◆ **BRIEF**
Rewrite the honeybee text starting at "So while some" and ending at "ending last April.", substituting "outlook" for "prognosis".

It has been a while since we checked in on the health of America’s beleaguered honeybees, so let’s take a moment to consider the findings of an annual survey published last week by U.S. Department of Agriculture’s National Agricultural Statistics Service.
The big headline, I think, is that commercial beekeepers’ losses to the mysterious colony collapse disorder (CCD) were down 27.2 percent, year over year, for the first three months of 2017. Because winter is especially hard on ailing bees, the first quarter is usually, though not always, the worst for such die-offs.
Still, the number of colonies lost in the first three months of the year was not small – 84,430 – and significant losses of 34,750 continued in the April-June quarter. That was a very slightly larger improvement over a year earlier, at 27.3 percent.
The pattern for losses from all causes, not just CCD, were quite different – down 13 percent for the winter quarter and 31.5 percent for April-June.
Overall, the commercial honeybee population stood on April 1, the latest date for which statistics are available, at 2.89 million colonies, which was about 3 percent better than the year-earlier figure of 2.80 million.
But that’s a number that beekeepers themselves can control by dividing hives and so on, and more effectively than they can manage losses. Also, it’s driven in part by demand for commercial pollinating services.
So while some coverage of the new report has focused on the slight rise in honeybee population, that’s not nearly so important as the declining loss figures to the long-term prognosis for this important pollinator.
Losses still a challenge
The new findings run parallel on some points to those reported last spring by the Bee Informed Partnership, which found full-year losses among America’s beekeepers – both commercial operators and backyard hobbyists – running at 33 percent for the 12 months ending last April.
While that may seem like a very high number, it was the smallest annual loss figure since 2012; and its wintertime component was the lowest since the survey began in 2006-2007 at the University of Maryland, in response to the first widespread reports of CCD.

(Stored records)
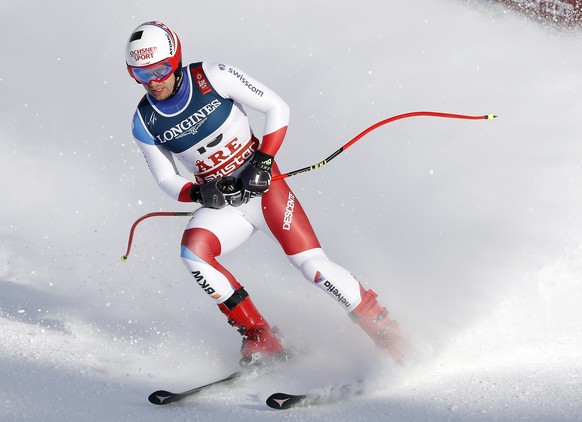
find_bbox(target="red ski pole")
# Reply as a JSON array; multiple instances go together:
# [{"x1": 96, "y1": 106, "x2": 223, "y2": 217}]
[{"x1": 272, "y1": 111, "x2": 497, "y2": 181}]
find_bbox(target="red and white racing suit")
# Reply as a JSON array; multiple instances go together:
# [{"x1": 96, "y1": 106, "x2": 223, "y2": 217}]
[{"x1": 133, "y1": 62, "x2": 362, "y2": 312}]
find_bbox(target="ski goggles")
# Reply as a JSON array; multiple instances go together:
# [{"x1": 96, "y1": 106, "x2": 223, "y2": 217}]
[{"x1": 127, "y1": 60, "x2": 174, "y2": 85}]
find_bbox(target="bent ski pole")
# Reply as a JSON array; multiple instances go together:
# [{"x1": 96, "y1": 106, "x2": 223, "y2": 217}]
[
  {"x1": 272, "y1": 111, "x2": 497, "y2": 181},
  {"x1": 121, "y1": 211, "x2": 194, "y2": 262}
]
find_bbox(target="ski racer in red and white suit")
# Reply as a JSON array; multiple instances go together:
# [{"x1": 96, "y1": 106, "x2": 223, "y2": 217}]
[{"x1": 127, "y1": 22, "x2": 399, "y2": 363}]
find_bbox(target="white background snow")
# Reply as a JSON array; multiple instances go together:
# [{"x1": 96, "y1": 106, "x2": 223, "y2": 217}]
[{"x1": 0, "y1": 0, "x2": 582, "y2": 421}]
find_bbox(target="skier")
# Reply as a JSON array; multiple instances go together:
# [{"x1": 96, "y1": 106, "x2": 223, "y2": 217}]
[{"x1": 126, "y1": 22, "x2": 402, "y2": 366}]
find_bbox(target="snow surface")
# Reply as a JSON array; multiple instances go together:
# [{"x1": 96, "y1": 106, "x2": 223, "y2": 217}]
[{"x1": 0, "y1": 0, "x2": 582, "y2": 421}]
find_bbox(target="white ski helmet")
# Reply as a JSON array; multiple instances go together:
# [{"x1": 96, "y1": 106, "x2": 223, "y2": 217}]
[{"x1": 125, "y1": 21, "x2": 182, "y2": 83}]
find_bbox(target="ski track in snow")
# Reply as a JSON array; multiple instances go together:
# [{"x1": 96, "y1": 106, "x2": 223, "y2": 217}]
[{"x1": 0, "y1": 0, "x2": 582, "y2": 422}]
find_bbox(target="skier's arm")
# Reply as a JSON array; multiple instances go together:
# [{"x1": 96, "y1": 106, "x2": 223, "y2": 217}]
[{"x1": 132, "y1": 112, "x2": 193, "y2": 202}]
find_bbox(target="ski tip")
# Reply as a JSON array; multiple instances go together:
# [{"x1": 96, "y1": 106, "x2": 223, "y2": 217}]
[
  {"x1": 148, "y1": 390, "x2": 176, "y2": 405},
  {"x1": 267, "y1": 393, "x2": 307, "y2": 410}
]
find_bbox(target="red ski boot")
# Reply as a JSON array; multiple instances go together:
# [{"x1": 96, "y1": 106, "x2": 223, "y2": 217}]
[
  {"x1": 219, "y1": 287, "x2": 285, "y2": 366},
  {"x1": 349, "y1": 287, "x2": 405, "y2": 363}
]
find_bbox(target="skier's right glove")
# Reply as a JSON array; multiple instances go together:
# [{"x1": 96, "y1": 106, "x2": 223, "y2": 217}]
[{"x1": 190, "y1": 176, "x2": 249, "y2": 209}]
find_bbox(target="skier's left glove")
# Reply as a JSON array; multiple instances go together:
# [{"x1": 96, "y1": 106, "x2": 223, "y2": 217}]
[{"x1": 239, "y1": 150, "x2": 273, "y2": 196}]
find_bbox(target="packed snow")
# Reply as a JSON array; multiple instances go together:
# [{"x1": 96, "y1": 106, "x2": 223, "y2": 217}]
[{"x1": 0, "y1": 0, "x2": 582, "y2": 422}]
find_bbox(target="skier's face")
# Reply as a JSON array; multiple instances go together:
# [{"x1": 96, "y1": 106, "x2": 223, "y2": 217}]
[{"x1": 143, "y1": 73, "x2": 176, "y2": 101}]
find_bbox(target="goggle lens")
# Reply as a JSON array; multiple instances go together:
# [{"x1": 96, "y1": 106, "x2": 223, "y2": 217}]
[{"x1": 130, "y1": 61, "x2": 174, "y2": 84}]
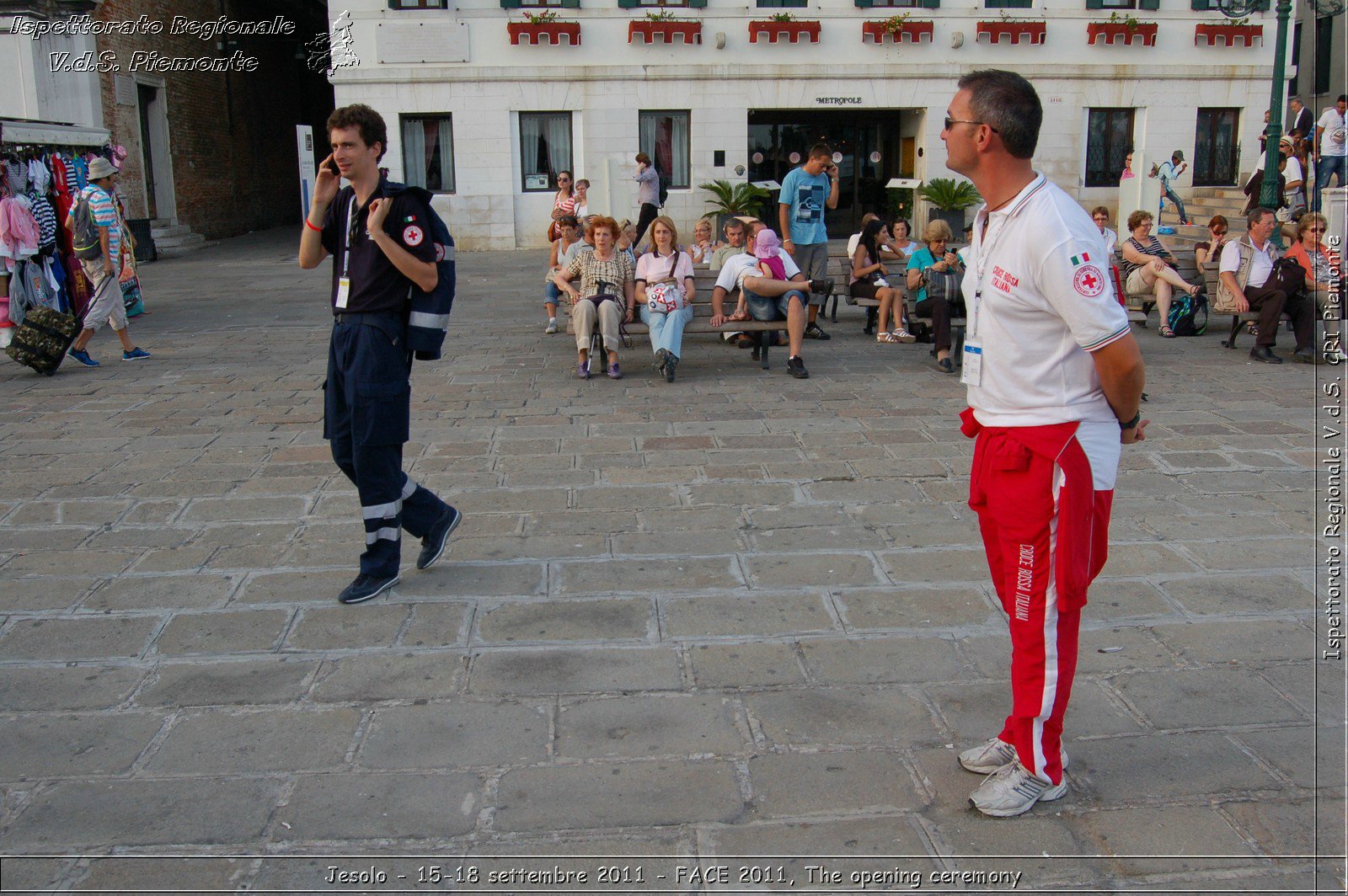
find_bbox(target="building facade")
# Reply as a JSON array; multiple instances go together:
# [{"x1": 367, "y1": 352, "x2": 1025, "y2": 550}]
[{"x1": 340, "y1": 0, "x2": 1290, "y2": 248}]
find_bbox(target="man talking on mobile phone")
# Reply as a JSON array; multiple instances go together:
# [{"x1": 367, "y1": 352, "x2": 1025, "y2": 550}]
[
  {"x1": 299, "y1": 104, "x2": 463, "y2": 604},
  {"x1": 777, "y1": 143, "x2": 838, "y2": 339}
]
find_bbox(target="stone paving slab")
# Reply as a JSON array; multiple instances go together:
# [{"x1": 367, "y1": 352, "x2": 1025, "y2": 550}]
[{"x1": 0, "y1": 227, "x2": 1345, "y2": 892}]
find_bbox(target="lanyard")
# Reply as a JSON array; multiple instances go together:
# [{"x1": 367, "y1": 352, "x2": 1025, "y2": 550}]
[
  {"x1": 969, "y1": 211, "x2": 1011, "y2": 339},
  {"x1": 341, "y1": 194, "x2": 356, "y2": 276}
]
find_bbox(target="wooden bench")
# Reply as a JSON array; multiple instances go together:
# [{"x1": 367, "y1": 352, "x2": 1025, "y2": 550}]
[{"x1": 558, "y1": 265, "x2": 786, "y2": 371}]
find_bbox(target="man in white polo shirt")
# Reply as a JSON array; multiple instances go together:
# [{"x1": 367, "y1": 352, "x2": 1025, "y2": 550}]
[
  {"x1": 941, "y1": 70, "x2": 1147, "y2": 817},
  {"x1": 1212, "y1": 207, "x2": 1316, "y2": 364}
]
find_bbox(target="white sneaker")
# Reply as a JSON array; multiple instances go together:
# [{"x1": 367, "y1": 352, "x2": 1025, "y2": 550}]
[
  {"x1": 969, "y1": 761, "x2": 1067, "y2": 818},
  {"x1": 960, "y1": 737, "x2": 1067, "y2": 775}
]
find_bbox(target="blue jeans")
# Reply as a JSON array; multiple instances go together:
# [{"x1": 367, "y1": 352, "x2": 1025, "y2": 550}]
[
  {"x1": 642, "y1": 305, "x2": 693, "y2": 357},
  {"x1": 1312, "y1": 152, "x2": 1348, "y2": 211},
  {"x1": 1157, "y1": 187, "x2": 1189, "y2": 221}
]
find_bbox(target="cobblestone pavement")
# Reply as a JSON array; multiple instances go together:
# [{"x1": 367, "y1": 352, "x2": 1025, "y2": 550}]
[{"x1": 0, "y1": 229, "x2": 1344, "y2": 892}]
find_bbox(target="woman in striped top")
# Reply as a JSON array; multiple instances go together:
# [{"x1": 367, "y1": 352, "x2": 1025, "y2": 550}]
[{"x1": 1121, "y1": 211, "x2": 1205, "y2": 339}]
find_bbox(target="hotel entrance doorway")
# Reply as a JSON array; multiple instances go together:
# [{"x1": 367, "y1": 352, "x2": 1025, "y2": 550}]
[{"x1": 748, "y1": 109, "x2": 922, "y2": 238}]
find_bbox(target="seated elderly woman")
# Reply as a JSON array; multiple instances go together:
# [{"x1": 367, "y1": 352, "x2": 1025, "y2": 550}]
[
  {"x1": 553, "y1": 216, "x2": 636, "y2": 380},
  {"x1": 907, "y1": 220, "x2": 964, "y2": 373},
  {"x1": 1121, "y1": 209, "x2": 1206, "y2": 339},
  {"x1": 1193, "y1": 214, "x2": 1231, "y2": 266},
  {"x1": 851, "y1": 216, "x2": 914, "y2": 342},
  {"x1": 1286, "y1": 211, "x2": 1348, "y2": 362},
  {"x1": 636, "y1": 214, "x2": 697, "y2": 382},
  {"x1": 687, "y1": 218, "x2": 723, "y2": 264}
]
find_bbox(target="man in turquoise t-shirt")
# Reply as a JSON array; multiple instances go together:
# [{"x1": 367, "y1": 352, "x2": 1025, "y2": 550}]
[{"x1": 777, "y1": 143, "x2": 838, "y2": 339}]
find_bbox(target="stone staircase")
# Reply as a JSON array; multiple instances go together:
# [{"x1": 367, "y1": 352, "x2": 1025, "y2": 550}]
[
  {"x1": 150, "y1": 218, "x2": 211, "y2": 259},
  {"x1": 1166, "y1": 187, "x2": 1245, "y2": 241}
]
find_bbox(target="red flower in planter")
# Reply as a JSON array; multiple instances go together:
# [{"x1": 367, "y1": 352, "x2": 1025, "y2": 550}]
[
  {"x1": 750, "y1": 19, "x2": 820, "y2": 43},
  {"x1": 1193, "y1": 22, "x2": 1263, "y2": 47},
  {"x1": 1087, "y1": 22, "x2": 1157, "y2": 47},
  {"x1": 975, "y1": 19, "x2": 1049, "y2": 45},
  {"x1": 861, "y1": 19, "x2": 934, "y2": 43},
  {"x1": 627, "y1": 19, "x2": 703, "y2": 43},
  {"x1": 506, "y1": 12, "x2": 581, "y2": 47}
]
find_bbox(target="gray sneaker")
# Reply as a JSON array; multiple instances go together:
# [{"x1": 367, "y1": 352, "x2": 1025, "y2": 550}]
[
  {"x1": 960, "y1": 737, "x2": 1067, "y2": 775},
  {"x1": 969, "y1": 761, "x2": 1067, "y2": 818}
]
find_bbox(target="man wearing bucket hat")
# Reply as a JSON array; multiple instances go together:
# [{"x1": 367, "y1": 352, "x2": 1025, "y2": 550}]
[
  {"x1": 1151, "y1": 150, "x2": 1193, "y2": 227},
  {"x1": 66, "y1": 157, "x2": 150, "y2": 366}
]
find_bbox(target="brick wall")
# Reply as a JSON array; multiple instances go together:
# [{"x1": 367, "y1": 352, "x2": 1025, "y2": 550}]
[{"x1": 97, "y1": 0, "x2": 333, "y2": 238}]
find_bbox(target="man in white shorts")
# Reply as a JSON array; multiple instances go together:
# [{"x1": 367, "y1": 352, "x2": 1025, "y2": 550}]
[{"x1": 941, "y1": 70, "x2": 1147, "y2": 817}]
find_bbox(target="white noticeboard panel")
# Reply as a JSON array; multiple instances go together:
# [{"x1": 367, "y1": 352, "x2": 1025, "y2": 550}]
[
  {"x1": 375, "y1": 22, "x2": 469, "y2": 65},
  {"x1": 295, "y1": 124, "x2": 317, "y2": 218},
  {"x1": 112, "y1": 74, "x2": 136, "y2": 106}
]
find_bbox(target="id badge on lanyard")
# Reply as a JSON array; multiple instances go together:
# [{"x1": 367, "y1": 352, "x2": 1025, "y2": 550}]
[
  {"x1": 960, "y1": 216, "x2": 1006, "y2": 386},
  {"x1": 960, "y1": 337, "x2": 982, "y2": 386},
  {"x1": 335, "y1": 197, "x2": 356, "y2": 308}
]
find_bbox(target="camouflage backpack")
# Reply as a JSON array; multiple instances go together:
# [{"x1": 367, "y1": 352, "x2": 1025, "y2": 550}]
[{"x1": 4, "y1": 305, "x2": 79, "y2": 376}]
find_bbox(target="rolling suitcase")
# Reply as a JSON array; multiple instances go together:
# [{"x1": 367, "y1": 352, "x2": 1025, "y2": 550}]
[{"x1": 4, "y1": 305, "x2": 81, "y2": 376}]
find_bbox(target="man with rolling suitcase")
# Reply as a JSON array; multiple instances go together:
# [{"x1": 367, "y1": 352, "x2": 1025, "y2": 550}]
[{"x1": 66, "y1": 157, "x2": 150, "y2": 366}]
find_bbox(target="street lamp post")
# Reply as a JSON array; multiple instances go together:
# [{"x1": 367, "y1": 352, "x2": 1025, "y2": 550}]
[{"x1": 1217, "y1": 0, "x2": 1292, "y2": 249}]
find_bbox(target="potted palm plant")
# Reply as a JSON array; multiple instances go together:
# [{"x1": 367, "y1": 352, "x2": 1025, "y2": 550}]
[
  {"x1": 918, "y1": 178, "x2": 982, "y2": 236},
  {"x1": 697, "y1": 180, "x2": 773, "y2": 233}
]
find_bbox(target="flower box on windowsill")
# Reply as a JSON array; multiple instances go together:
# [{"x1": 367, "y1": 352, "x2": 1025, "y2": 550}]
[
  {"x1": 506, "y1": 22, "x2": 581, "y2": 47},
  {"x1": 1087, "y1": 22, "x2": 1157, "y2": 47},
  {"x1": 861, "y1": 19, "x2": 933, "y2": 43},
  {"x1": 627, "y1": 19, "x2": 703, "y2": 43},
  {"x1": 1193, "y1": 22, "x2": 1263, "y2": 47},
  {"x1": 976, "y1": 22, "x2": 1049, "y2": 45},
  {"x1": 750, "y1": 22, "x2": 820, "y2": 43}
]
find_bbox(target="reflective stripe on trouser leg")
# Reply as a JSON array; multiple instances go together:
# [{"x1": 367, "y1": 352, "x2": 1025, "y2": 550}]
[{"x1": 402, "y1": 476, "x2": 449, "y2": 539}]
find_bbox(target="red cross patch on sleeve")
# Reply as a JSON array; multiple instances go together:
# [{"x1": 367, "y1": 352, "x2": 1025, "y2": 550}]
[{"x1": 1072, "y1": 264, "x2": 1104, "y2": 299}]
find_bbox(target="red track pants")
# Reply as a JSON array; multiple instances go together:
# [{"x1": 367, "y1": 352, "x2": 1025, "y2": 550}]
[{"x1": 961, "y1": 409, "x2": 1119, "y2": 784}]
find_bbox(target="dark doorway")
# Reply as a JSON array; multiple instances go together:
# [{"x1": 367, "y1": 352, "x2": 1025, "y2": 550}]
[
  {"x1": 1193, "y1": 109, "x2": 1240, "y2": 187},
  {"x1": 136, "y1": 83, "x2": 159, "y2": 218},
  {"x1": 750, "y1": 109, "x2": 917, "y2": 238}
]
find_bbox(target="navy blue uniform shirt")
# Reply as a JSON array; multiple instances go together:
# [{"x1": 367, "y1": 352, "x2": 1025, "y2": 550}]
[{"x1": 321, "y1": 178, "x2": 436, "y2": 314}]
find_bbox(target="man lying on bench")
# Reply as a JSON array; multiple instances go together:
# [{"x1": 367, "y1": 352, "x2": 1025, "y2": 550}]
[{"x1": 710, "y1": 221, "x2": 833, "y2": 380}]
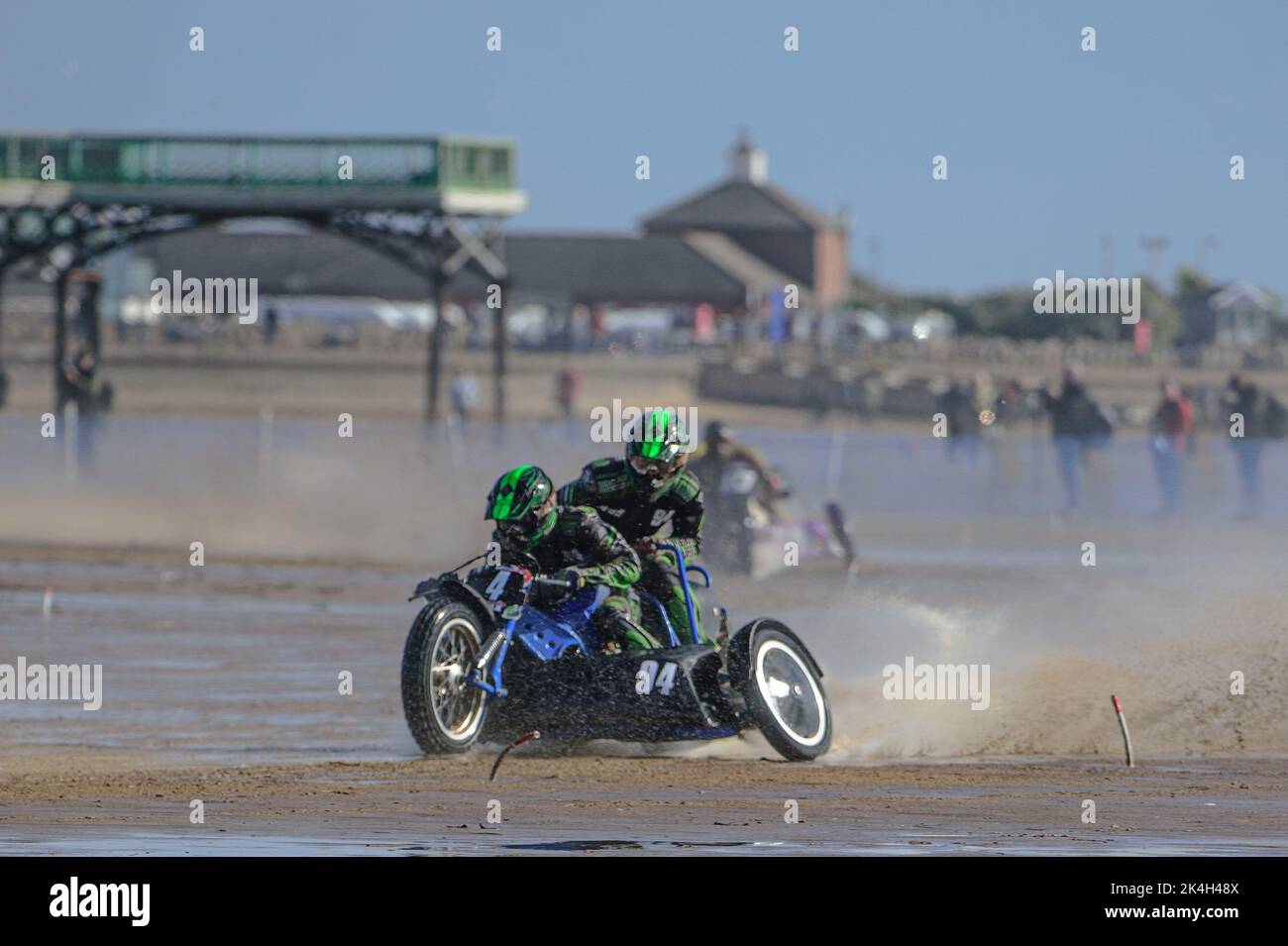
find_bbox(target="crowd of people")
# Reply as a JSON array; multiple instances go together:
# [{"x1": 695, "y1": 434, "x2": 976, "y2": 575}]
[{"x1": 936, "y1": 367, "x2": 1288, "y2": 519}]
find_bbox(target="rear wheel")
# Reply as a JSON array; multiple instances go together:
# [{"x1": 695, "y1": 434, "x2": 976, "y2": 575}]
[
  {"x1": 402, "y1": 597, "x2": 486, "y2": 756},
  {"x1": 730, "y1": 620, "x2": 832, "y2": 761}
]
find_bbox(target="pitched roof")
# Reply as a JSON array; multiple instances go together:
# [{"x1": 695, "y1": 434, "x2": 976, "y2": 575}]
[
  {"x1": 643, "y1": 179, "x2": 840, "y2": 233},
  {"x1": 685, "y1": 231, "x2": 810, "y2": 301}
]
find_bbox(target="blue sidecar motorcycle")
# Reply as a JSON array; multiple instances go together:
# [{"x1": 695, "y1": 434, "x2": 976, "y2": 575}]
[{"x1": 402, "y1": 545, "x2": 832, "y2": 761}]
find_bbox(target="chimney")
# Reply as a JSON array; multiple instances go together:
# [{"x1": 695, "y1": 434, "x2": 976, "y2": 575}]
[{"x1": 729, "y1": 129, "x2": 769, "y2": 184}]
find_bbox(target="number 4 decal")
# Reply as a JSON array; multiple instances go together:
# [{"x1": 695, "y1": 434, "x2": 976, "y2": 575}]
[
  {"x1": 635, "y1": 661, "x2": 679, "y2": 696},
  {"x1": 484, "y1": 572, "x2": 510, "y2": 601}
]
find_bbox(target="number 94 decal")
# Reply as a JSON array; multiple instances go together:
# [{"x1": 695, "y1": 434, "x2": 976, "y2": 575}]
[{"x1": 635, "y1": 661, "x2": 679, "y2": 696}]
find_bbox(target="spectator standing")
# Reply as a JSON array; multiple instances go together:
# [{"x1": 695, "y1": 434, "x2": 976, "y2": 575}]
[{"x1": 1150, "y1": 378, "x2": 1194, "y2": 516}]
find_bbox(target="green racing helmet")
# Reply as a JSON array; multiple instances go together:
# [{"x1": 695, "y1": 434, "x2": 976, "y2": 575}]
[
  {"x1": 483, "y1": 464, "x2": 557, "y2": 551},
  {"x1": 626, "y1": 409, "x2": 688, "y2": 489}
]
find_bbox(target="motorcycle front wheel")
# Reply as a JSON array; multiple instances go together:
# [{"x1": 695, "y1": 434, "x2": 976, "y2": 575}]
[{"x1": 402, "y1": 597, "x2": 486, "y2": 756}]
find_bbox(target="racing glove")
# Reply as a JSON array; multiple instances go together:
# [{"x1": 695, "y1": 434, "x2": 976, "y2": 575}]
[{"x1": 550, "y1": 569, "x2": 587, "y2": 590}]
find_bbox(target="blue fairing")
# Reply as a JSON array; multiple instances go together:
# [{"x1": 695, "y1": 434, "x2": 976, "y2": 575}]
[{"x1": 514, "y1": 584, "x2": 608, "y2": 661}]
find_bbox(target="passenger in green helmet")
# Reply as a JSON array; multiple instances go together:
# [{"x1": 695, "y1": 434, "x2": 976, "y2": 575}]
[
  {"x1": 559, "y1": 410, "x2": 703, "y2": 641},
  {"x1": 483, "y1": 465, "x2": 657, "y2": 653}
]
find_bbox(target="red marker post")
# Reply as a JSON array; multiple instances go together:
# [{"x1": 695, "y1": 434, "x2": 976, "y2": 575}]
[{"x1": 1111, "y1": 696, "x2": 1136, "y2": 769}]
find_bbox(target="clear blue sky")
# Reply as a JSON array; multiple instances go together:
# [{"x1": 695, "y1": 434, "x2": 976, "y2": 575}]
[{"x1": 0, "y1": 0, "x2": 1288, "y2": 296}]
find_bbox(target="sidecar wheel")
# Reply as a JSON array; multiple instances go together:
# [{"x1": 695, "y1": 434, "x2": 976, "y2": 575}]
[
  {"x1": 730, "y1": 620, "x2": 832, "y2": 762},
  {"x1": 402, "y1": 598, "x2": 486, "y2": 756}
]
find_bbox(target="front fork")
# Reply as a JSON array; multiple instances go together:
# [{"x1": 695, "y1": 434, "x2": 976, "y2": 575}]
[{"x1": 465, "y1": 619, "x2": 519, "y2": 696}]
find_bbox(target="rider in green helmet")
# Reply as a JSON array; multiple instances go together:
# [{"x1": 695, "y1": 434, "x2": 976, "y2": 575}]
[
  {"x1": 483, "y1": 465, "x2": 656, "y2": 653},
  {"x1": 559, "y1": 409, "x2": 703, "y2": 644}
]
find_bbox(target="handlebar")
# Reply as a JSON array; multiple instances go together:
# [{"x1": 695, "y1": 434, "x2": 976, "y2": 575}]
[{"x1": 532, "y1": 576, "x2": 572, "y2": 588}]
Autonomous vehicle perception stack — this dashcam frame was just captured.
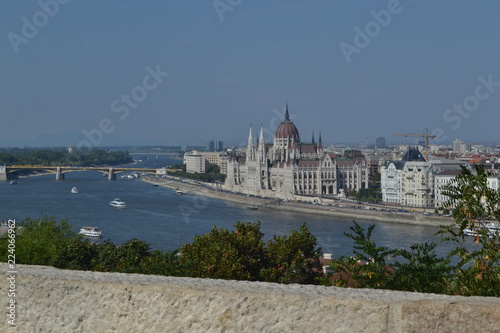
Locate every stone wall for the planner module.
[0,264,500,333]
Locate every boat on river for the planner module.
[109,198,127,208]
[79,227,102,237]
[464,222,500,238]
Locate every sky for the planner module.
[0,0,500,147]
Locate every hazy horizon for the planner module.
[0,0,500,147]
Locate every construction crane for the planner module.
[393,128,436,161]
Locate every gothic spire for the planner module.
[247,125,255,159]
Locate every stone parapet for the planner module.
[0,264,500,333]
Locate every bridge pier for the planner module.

◆ **ANSWER**
So while some coverage of the new report has focused on the slight rise in honeybee population, that’s not nearly so important as the declining loss figures to the long-term outlook for this important pollinator.
Losses still a challenge
The new findings run parallel on some points to those reported last spring by the Bee Informed Partnership, which found full-year losses among America’s beekeepers – both commercial operators and backyard hobbyists – running at 33 percent for the 12 months ending last April.